== Data listing

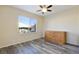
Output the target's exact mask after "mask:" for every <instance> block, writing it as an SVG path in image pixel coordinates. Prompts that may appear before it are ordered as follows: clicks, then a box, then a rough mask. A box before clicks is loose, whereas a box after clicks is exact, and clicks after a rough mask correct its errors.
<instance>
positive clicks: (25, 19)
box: [18, 16, 37, 33]
mask: <svg viewBox="0 0 79 59" xmlns="http://www.w3.org/2000/svg"><path fill="white" fill-rule="evenodd" d="M18 23H19V24H18V26H19V31H20V32H23V33H26V32H36V24H37V20H36V19H34V18H29V17H25V16H19V17H18Z"/></svg>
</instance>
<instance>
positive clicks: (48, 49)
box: [0, 39, 79, 54]
mask: <svg viewBox="0 0 79 59" xmlns="http://www.w3.org/2000/svg"><path fill="white" fill-rule="evenodd" d="M0 54H79V47H75V46H70V45H63V46H60V45H56V44H51V43H48V42H45V41H44V39H36V40H33V41H30V42H25V43H21V44H16V45H13V46H9V47H5V48H1V49H0Z"/></svg>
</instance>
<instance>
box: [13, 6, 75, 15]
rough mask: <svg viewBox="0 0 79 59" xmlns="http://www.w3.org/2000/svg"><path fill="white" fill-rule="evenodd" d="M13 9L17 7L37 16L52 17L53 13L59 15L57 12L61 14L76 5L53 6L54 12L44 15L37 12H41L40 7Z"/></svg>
mask: <svg viewBox="0 0 79 59" xmlns="http://www.w3.org/2000/svg"><path fill="white" fill-rule="evenodd" d="M12 7H16V8H19V9H22V10H25V11H28V12H31V13H34V14H37V15H41V16H45V15H50V14H53V13H57V12H61V11H63V10H66V9H69V8H72V7H74V5H53V7H52V8H50V9H51V10H52V12H47V13H45V14H44V15H43V14H42V13H41V12H37V10H40V9H41V8H40V7H39V5H12Z"/></svg>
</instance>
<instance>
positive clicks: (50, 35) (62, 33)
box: [45, 31, 66, 45]
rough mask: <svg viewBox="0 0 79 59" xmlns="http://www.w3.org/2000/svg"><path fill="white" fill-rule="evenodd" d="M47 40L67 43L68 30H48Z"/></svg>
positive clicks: (45, 33) (60, 44)
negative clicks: (65, 31)
mask: <svg viewBox="0 0 79 59" xmlns="http://www.w3.org/2000/svg"><path fill="white" fill-rule="evenodd" d="M45 41H47V42H50V43H56V44H60V45H63V44H65V43H66V32H62V31H46V32H45Z"/></svg>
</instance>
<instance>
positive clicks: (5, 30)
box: [0, 6, 44, 48]
mask: <svg viewBox="0 0 79 59" xmlns="http://www.w3.org/2000/svg"><path fill="white" fill-rule="evenodd" d="M18 16H27V17H32V18H35V19H37V22H38V23H37V32H33V33H26V34H22V33H19V30H18ZM43 22H44V19H43V17H41V16H38V15H35V14H32V13H30V12H27V11H23V10H20V9H17V8H13V7H10V6H0V48H2V47H6V46H10V45H14V44H17V43H22V42H27V41H30V40H33V39H38V38H40V37H42V31H43Z"/></svg>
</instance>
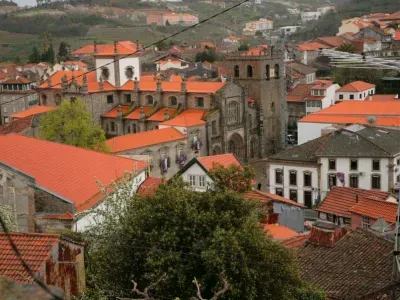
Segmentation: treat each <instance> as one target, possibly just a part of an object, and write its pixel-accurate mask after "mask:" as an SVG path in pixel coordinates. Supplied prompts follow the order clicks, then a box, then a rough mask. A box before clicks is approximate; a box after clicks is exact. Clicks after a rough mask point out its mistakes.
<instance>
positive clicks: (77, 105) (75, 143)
mask: <svg viewBox="0 0 400 300" xmlns="http://www.w3.org/2000/svg"><path fill="white" fill-rule="evenodd" d="M39 126H40V137H41V138H43V139H45V140H49V141H55V142H60V143H63V144H67V145H73V146H78V147H83V148H88V149H95V150H99V151H106V150H107V148H106V145H105V140H106V137H105V133H104V131H103V130H102V129H101V127H100V126H99V125H97V124H95V123H94V122H93V120H92V117H91V115H90V113H89V111H88V108H87V105H86V103H85V102H83V101H82V100H80V99H77V100H75V101H73V102H69V101H66V100H64V101H63V102H62V103H61V106H60V108H59V109H57V110H54V111H52V112H49V113H47V114H45V115H44V116H42V117H41V118H40V122H39Z"/></svg>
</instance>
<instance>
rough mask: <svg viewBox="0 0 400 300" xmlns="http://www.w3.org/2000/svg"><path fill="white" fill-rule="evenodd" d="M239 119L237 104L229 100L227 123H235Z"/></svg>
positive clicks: (238, 119)
mask: <svg viewBox="0 0 400 300" xmlns="http://www.w3.org/2000/svg"><path fill="white" fill-rule="evenodd" d="M238 121H239V104H238V103H237V102H231V103H229V104H228V123H237V122H238Z"/></svg>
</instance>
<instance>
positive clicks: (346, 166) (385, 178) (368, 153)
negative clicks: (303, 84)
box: [267, 125, 400, 208]
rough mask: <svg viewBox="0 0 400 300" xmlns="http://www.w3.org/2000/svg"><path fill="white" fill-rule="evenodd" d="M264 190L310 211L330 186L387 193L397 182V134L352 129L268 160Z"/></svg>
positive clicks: (380, 131) (376, 127) (397, 166)
mask: <svg viewBox="0 0 400 300" xmlns="http://www.w3.org/2000/svg"><path fill="white" fill-rule="evenodd" d="M267 170H268V171H267V181H268V184H267V186H268V187H269V192H270V193H273V194H277V195H280V196H283V197H287V198H289V199H291V200H294V201H297V202H298V203H300V204H304V205H305V206H307V207H308V208H311V207H312V205H314V204H315V202H316V201H317V200H322V199H324V197H325V196H326V194H327V193H328V192H329V191H330V190H331V188H332V186H346V187H354V188H361V189H372V190H381V191H391V190H392V189H393V188H394V186H395V183H396V182H400V131H398V130H393V129H386V128H379V127H369V126H363V125H351V126H348V127H346V128H344V129H341V130H338V131H335V132H332V133H330V134H327V135H325V136H322V137H320V138H317V139H314V140H312V141H309V142H307V143H305V144H302V145H300V146H296V147H294V148H291V149H288V150H285V151H282V152H281V153H278V154H276V155H274V156H272V157H270V158H269V159H268V160H267Z"/></svg>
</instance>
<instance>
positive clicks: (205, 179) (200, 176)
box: [199, 176, 206, 188]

====

* **Your instructions**:
From the entries above, extract every line that contains the word "target" and copy each of those lines in full.

* **Expected output**:
Output the target's exact mask after "mask:" for every <instance> block, writing it as an SVG path in image pixel coordinates. Prompts that may appear before it are ordered as follows: clicks, then a box, then a rough mask. A box before clicks is loose, whereas a box after clicks is exact, and clicks after a rough mask correct its errors.
Segmentation: treat each <instance> as one target, possibly just a part of an object, and write its pixel-accurate mask after "mask:" as an SVG path in pixel coordinates. Supplied prompts follow the order clicks, then a box, then a rough mask. A box before clicks is approximate; a box after clicks is exact. Clicks after a rough mask point out its mistakes.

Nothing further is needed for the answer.